Selected passage —
****

By: Lewis Braham, Business Week
Published: December 26, 2005
This ariticle in Business Week illustrates clearly how hedging techniques can and will be used by individual investors in their own portfolios and it builds on many of the ideas contained in a post on this blog called “Financial Genomics”.
“Using mutual funds, you can put together a hedge fund yourself at a lower cost and without having to share your profits. With this personalized approach, you can also manage the fund with taxes in mind.”
“It’s relatively easy to simulate a classic hedge-fund strategy in which a manager invests a portion of his assets in stocks he likes — the long side of the portfolio — and simultaneously shorts or bets against stocks he doesn’t like. For the long side, you could invest 50% of your “hedge fund” stash in a well-regarded mutual fund…then take the other 50% and invest it in one of the 27 short mutual funds available.”

****

Dataset extract —
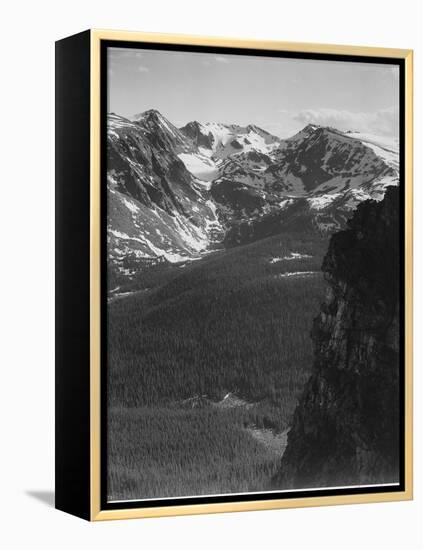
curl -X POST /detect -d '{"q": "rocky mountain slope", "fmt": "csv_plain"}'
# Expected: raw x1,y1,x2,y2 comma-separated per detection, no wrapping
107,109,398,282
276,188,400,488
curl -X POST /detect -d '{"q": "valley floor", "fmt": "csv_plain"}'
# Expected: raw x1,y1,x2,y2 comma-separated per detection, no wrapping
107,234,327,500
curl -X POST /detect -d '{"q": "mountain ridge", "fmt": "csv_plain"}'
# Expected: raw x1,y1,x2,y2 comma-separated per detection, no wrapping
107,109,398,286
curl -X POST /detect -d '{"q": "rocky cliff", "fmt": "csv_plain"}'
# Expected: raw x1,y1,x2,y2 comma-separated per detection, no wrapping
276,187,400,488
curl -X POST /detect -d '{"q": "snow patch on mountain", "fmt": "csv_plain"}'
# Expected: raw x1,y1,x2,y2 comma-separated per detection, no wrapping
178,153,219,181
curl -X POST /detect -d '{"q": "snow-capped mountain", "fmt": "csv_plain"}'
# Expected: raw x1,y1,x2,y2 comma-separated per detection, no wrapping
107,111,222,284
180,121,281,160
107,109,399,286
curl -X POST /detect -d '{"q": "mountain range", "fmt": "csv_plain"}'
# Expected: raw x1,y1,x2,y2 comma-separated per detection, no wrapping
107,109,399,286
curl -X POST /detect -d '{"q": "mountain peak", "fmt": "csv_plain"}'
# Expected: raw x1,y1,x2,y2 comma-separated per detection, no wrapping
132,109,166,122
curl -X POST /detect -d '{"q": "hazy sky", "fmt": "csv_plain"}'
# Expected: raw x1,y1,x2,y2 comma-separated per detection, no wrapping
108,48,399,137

****

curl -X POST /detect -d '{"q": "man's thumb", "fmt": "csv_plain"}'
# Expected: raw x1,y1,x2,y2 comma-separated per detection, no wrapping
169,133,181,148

****

Instructions for the task —
In the passage on building your own hedge fund with mutual funds, how many short mutual funds does it say are available?

Answer to the exercise —
27